Your answer should consist solely of the lines from the first line of the data through the line with "Query: dish on shelf", each reproduced exactly.

··· INFORMATION PROVIDED ···

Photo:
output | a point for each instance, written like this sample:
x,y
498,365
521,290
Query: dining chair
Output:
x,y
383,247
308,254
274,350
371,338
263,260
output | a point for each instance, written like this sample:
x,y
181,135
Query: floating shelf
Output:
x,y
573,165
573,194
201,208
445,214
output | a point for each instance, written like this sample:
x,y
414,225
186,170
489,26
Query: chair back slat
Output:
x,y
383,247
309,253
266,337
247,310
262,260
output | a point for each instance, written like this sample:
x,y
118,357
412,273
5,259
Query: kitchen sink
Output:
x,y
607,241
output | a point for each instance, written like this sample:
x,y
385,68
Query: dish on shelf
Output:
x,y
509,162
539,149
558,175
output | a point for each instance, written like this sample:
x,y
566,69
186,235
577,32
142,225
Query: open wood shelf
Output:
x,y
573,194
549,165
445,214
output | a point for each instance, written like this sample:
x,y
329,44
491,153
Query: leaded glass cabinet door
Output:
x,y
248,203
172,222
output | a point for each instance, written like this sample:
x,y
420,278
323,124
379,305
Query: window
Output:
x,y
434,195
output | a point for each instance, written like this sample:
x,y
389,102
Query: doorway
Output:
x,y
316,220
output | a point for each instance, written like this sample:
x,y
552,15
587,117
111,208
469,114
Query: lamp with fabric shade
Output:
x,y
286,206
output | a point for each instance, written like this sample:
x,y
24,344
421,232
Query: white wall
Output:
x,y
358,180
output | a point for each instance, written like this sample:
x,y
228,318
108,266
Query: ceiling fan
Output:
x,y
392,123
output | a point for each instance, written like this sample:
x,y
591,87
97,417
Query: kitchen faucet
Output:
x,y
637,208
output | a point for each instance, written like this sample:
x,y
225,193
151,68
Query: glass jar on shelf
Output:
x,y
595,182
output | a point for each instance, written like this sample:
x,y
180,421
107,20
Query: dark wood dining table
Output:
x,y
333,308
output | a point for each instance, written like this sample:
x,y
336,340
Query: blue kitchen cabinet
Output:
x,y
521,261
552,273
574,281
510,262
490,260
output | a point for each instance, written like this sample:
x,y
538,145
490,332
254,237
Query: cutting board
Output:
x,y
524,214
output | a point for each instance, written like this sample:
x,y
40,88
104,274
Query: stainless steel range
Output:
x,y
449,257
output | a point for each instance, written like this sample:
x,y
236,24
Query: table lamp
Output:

···

→ **EXPECTED OUTPUT**:
Photo:
output | a point for each instance, written like this sample:
x,y
498,365
521,290
Query: dining chair
Output:
x,y
383,247
308,254
274,350
371,338
263,260
output | a point for each instance, written like this sample:
x,y
181,135
Query: floating shelf
Output:
x,y
573,165
573,194
201,208
445,214
output | a point for each instance, written like this sample:
x,y
414,225
186,170
489,26
Query: chair back slat
Output:
x,y
383,247
309,253
266,337
247,310
262,260
output | a point for each instance, written like this sample:
x,y
118,357
412,273
5,259
Query: kitchen sink
Output:
x,y
607,241
output | a point for each instance, written like this sample:
x,y
385,68
Query: dish on shelf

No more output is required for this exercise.